## WORK ORDER
Report how many lines of the material contain the string "stamen". Add nothing beyond the number.

## SUPPLIED RECORDS

============

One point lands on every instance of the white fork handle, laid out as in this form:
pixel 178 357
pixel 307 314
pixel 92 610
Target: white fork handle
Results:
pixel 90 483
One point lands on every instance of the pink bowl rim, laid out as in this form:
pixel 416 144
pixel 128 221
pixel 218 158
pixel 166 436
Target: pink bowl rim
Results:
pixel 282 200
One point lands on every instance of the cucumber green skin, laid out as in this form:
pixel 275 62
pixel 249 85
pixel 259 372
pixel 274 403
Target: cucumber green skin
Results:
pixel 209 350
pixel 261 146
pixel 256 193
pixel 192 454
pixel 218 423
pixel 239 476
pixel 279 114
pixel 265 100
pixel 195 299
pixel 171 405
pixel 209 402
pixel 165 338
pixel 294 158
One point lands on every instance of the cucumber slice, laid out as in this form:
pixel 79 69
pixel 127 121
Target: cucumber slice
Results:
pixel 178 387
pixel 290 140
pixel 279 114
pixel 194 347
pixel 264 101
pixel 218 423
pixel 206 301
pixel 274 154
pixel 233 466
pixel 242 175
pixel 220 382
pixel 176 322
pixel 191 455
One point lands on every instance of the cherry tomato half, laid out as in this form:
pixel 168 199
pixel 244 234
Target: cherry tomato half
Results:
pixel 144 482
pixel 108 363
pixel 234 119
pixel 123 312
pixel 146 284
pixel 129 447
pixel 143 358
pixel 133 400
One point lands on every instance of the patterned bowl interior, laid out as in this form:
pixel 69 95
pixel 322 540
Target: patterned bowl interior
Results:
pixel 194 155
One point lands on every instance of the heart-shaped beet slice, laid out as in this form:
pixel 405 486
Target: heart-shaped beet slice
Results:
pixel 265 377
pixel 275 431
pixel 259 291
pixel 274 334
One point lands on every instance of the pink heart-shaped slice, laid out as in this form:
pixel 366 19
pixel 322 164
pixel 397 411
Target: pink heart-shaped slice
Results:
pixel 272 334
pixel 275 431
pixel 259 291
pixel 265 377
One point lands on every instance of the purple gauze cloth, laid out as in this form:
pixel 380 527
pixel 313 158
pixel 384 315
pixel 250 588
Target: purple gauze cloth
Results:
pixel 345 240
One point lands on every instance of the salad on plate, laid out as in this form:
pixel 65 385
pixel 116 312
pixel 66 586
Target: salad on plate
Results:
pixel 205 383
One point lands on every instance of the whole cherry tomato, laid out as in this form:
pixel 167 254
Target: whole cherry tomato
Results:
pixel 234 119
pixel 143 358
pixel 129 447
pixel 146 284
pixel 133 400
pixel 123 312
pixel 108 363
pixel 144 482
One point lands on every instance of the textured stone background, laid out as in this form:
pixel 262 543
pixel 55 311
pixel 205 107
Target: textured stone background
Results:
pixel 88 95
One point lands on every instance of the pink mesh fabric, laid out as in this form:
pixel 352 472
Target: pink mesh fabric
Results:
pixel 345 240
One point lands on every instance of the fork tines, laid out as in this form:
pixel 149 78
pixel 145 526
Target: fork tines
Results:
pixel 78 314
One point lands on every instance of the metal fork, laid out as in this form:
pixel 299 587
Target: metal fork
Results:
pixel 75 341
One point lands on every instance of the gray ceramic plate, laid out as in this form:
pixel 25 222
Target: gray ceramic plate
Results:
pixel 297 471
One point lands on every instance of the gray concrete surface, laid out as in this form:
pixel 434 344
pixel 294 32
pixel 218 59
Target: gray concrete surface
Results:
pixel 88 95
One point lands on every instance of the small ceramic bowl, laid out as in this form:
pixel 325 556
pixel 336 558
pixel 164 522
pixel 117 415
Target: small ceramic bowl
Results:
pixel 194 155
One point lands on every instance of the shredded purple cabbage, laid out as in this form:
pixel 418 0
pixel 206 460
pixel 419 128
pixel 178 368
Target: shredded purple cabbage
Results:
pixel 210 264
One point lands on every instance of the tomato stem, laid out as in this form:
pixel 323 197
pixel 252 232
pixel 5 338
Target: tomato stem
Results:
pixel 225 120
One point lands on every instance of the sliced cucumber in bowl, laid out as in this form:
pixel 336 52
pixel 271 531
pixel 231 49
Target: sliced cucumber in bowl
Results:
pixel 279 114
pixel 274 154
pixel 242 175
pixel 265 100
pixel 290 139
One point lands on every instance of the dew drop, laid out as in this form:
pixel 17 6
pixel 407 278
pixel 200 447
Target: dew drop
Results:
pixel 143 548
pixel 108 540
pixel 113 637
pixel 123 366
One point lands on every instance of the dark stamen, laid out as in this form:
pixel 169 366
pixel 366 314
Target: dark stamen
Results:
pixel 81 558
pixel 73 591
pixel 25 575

============

## TASK RESULT
2